PROVIDED TEXT:
After my sumptuous porridge, I posted five CDs of photos back to the UK, and power washed the van to soothing music being blasted into the spray booth; I rediscovered the van colour was navy blue. Then, without delay I headed of to the Island in the Sky section of Canyonlands National Park.
Millions of years ago the Colorado and Green Rivers cut winding paths deep into the rock, creating a labyrinth of rocky canyons that form the heart of this stunning wilderness. At its centre, the rivers' confluence divides the park's 527 square miles into three districts: the Needles, the Maze, and the grassy plateau of the Island in the Sky; all vast and very different regions. The areas share a common primitive spirit and wild West atmosphere, each offering its own rewards. Few people were familiar with these remote lands and rivers when the park was established in 1964. Only Indians, cowboys (Butch Cassidy hid out in the Maze canyons in the late 1800s), river explorers (e.g. John Wesley Powell), and uranium prospectors had dared enter this rugged corner of south-eastern Utah.
Views from the Island in the Sky reach from the depths of the Green and Colorado Rivers to the mountaintops and above. They stretch across canyon after canyon to the horizon 100 miles distant. Island in the Sky - a broad mesa wedged between the two rivers - serves as Canyonlands' observation tower. From here could be seen vistas of almost incomprehensible dimensions. 1200' below the Island was the White Rim, a nearly continuous sandstone bench of the hard white rock variety. A trail for 4x4s existed along its 100 mile length, and estimates of at least two days were required to complete it. Another 1000' feet below the White Rim were the rivers, shadowed by sheer canyon cliffs.
Shafer Trail |
Traveling further south I came across more stunning viewpoints: Buck Canyon, Orange Cliffs and Grand View Point Overlooks. All looked out over vast tracts of land that at one time must have been level as far as the eye could see. But now, due to the forces of erosion, a 1000' lower plane had been created, in which numerous valleys were carved and two rivers wound there way 1000' lower still. The panorama shots can't do the vistas justice.

TASK SET:
[1] From the Canyonlands passage, copy out everything from "Millions of years" down to "of south-eastern Utah.".
[2] Using the Canyonlands passage, decide whether each statement agrees with it: (a) the park was established in 1964; (b) the White Rim is made of soft red rock; (c) Butch Cassidy hid out in the Needles. Answer yes or no for each, and quote the words from the passage that settle it.

INFORMATION:
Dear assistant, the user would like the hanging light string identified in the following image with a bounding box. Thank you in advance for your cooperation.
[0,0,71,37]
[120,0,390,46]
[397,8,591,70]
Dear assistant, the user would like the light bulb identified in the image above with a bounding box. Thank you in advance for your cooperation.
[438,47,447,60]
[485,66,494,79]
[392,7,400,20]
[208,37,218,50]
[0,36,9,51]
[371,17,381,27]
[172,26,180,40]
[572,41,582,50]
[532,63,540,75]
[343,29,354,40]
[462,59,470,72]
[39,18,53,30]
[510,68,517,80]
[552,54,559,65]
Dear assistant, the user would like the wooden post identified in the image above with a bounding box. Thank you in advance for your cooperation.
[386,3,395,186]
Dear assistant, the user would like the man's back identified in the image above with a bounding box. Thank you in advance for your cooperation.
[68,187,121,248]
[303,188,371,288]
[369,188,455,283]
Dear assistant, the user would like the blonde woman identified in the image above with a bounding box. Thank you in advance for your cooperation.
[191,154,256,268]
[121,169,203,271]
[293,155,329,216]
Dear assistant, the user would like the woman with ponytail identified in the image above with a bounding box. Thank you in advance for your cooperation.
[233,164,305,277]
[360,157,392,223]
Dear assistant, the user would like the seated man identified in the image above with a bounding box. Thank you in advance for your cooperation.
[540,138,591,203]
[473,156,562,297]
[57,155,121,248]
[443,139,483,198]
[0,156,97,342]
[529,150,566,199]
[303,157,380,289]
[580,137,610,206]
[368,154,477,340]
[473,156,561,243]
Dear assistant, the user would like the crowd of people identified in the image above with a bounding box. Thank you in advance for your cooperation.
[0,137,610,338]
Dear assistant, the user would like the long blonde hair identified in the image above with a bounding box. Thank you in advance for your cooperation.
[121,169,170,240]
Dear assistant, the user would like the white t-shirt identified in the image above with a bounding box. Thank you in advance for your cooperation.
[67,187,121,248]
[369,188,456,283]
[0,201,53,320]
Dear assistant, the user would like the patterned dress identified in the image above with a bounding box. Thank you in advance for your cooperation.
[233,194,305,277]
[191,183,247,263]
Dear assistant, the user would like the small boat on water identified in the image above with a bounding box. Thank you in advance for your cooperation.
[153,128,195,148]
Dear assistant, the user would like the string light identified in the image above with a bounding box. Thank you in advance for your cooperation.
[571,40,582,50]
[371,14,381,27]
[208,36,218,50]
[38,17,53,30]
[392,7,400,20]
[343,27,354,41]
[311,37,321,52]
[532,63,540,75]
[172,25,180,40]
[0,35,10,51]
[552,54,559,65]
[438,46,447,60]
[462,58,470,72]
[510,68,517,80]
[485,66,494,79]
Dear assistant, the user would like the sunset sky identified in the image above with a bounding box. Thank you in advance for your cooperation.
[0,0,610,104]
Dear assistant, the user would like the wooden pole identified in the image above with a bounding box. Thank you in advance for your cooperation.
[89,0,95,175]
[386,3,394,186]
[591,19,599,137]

RESULTS:
[1]
Millions of years ago the Colorado and Green Rivers cut winding paths deep into the rock, creating a labyrinth of rocky canyons that form the heart of this stunning wilderness. At its centre, the rivers' confluence divides the park's 527 square miles into three districts: the Needles, the Maze, and the grassy plateau of the Island in the Sky; all vast and very different regions. The areas share a common primitive spirit and wild West atmosphere, each offering its own rewards. Few people were familiar with these remote lands and rivers when the park was established in 1964. Only Indians, cowboys (Butch Cassidy hid out in the Maze canyons in the late 1800s), river explorers (e.g. John Wesley Powell), and uranium prospectors had dared enter this rugged corner of south-eastern Utah.

[2]
(a) Yes: "when the park was established in 1964"
(b) No: "a nearly continuous sandstone bench of the hard white rock variety"
(c) No: "Butch Cassidy hid out in the Maze canyons in the late 1800s"